** EXERCISE DIRECTIONS **
Each of the entries should be retyped precisely as it appears.

** DATA TO USE **

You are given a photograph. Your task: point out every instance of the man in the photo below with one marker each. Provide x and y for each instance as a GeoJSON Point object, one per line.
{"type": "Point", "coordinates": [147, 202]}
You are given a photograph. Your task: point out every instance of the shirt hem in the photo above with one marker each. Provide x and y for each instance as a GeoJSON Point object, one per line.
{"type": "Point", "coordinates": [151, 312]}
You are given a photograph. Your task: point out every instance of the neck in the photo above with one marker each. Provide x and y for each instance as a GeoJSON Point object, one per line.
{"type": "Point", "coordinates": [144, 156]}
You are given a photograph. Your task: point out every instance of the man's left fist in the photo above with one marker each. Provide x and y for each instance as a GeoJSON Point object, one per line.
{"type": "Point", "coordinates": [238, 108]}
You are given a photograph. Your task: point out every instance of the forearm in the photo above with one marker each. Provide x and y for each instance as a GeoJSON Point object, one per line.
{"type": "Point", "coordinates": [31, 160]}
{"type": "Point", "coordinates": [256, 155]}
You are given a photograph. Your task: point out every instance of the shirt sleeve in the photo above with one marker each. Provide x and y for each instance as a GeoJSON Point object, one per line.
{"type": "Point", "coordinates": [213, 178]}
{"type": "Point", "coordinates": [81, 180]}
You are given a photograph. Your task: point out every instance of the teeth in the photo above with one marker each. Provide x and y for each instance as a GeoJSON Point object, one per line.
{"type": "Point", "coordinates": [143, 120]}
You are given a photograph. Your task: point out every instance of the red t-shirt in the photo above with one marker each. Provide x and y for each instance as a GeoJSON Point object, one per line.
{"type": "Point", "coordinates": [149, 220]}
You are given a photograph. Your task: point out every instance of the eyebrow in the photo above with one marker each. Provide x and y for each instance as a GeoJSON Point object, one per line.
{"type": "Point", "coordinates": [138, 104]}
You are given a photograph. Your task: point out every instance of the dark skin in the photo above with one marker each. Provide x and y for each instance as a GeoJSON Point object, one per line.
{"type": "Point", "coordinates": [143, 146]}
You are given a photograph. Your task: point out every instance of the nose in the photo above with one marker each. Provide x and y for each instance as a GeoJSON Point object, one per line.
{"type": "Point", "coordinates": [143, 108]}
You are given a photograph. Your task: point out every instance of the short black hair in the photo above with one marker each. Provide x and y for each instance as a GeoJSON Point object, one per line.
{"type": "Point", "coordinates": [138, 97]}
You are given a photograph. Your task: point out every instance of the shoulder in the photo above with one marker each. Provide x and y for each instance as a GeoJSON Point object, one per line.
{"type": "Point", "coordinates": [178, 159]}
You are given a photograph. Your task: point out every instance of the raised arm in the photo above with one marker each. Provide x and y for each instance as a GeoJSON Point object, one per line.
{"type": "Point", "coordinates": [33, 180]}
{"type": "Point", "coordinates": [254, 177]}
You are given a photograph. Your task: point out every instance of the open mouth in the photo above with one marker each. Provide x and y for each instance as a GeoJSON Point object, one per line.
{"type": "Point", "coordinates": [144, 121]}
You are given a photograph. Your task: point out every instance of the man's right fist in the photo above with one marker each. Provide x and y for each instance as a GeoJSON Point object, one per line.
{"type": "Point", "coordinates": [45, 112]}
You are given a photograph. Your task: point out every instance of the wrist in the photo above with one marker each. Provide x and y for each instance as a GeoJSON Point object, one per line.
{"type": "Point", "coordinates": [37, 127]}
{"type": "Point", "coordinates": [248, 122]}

** OUTPUT FOR THIS EXERCISE **
You are given a photograph. Your task: point out every instance of the man in the photo below with one marker each. Provide x and y for each instance as a GeoJSON Point object, one per line.
{"type": "Point", "coordinates": [147, 202]}
You are given a photograph. Your task: point out every instance of the shirt hem in the photo above with one marker each. Provide x and y for each instance as a GeoJSON Point object, one per line.
{"type": "Point", "coordinates": [151, 312]}
You are given a photograph. Your task: point out every instance of the neck in the photo above with one marker each. Provide x and y for each instance as a GeoJSON Point object, one per line.
{"type": "Point", "coordinates": [144, 156]}
You are given a photograph. Your task: point out every instance of the man's left fist in the photo above with one marker each. Provide x and y for each instance as a GeoJSON Point object, one per line.
{"type": "Point", "coordinates": [238, 108]}
You are given a photograph. Your task: point out every instance of the forearm in the photo above with one marker each. Provide x and y for each instance as a GeoJSON Point object, one per line.
{"type": "Point", "coordinates": [31, 160]}
{"type": "Point", "coordinates": [256, 155]}
You are given a photograph. Your task: point out every instance of the shirt sleeve in the photo above with one marker each. Provide x and y for each instance as a GeoJSON Point object, one per line.
{"type": "Point", "coordinates": [213, 178]}
{"type": "Point", "coordinates": [81, 180]}
You are given a photograph. Your task: point out every instance of the teeth in the photo above with one marker each. Provide x and y for each instance as a GeoJSON Point object, one per line.
{"type": "Point", "coordinates": [143, 120]}
You are given a photograph. Your task: point out every instance of the red t-shirt in the photo above with one marker each. Provide x and y for each instance as a GeoJSON Point object, one per line.
{"type": "Point", "coordinates": [149, 220]}
You are given a photograph. Your task: point out every instance of the eyebrow in the photo above with one marker each. Provide x and y for each instance as a GeoJSON Point object, one per line.
{"type": "Point", "coordinates": [138, 104]}
You are given a photograph. Your task: point out every instance of the dark skin in the photo above with one marker each. Provide x and y for each instance as a GeoJSON Point object, one per line.
{"type": "Point", "coordinates": [143, 146]}
You are given a photograph. Your task: point out every instance of the nose in the photo above with one marker each. Provide x and y for each instance as a GeoJSON Point object, one per line.
{"type": "Point", "coordinates": [143, 108]}
You are given a photograph. Your task: point out every instance of the short black hair in the photo above with one marker each. Provide x and y for each instance as a GeoJSON Point object, one per line.
{"type": "Point", "coordinates": [138, 97]}
You are given a photograph. Your task: point out every instance of the shoulder in the photo above with one marker each. Provide x and y for each instance as a GeoJSON Point object, one per line.
{"type": "Point", "coordinates": [178, 159]}
You are given a photograph. Your task: point out every instance of the raised arm in the photo above with one marker each. Provide x and y for each instance as a GeoJSON Point object, one per line.
{"type": "Point", "coordinates": [33, 180]}
{"type": "Point", "coordinates": [254, 177]}
You are given a photograph. Your task: point out every instance of the open mouth in the photo above with one marker each. Provide x and y for each instance as a GeoJSON Point object, one per line.
{"type": "Point", "coordinates": [144, 121]}
You are given a photograph. Your task: point out every instance of the man's right fist in the photo above with one marker each. Provide x and y for each instance as a GeoJSON Point object, one per line.
{"type": "Point", "coordinates": [45, 112]}
You are given a photograph. Your task: point out every instance of the wrist in the photo above with one marker each. Provide x and y for each instance as a GeoJSON Point object, one per line.
{"type": "Point", "coordinates": [37, 127]}
{"type": "Point", "coordinates": [248, 122]}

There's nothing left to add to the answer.